━━━━━ EXTRAIT DU TEXTE
Ce qui frappe dans l’évolution artistique de Qiu Xiaofei, c’est sa capacité à se renouveler sans jamais renier ses obsessions fondamentales. Alors que tant d’artistes contemporains se contentent de répéter la même formule gagnante jusqu’à l’épuisement, Qiu n’a cessé d’explorer de nouvelles approches, de nouvelles techniques, de nouveaux territoires conceptuels. De ses premières oeuvres figuratives inspirées par les photos de famille aux abstractions dynamiques de ses créations récentes, on peut tracer une ligne cohérente mais jamais linéaire, une spirale, justement.

Cette évolution n’est pas sans rappeler celle de Gerhard Richter, ce caméléon de la peinture contemporaine qui a su naviguer entre figuration et abstraction avec une liberté déconcertante. Comme Richter, Qiu refuse les étiquettes et les catégories. Il peut passer d’une toile figurative chargée de références historiques à une explosion abstraite de couleurs et de formes, sans jamais donner l’impression de se trahir. Cette fluidité stylistique n’est pas un signe d’inconsistance, mais plutôt la manifestation d’une conception du temps et de l’art comme flux perpétuel.

Les critiques superficiels, et ils sont nombreux, pourraient voir dans cette diversité stylistique un manque de cohérence. Rien n’est plus faux. La cohérence de Qiu ne réside pas dans une signature visuelle immédiatement reconnaissable, mais dans une interrogation constante sur la nature du temps, de la mémoire et de l’histoire. Chaque nouvelle série d’oeuvres est une tentative de répondre à ces questions fondamentales à travers un langage pictural différent.

L’une des qualités les plus remarquables de Qiu est sa capacité à intégrer des influences tant occidentales qu’orientales dans une synthèse personnelle et originale. Contrairement à de nombreux artistes chinois contemporains qui adoptent les codes esthétiques occidentaux au détriment de leur héritage culturel, ou qui, à l’inverse, jouent la carte de l’exotisme chinois pour séduire le marché occidental, Qiu parvient à créer un dialogue authentique entre ces deux traditions. Dans ses toiles récentes, on peut discerner l’influence de la peinture chinoise traditionnelle, notamment dans le traitement de l’espace et dans l’utilisation des pigments minéraux, mais aussi celle de l’expressionnisme abstrait américain, avec ses gestes amples et sa liberté chromatique.
━━━━━━━━━━
━━━━━ DONNÉES RECUEILLIES
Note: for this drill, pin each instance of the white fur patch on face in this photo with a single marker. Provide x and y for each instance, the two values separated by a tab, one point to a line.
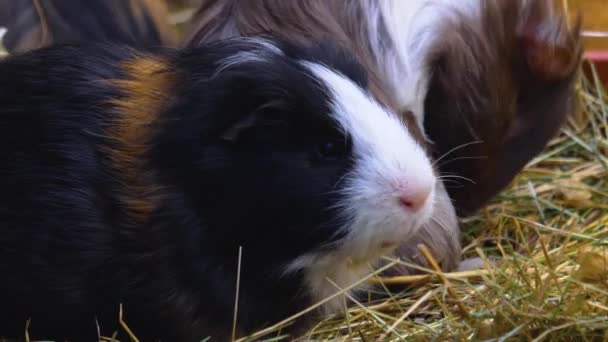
261	50
390	168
━━━━━━━━━━
EXERCICES À RÉALISER —
1. Dans l'extrait consacré à Qiu Xiaofei, relevez sans rien modifier le passage qui va de « Ce qui frappe » jusqu'à « une spirale, justement. » inclus.
2. D'après l'extrait consacré à Qiu Xiaofei, où réside la cohérence de cet artiste ?

CORRIGÉ DES EXERCICES —
1.
Ce qui frappe dans l’évolution artistique de Qiu Xiaofei, c’est sa capacité à se renouveler sans jamais renier ses obsessions fondamentales. Alors que tant d’artistes contemporains se contentent de répéter la même formule gagnante jusqu’à l’épuisement, Qiu n’a cessé d’explorer de nouvelles approches, de nouvelles techniques, de nouveaux territoires conceptuels. De ses premières oeuvres figuratives inspirées par les photos de famille aux abstractions dynamiques de ses créations récentes, on peut tracer une ligne cohérente mais jamais linéaire, une spirale, justement.

2. Elle réside dans une interrogation constante sur la nature du temps, de la mémoire et de l'histoire.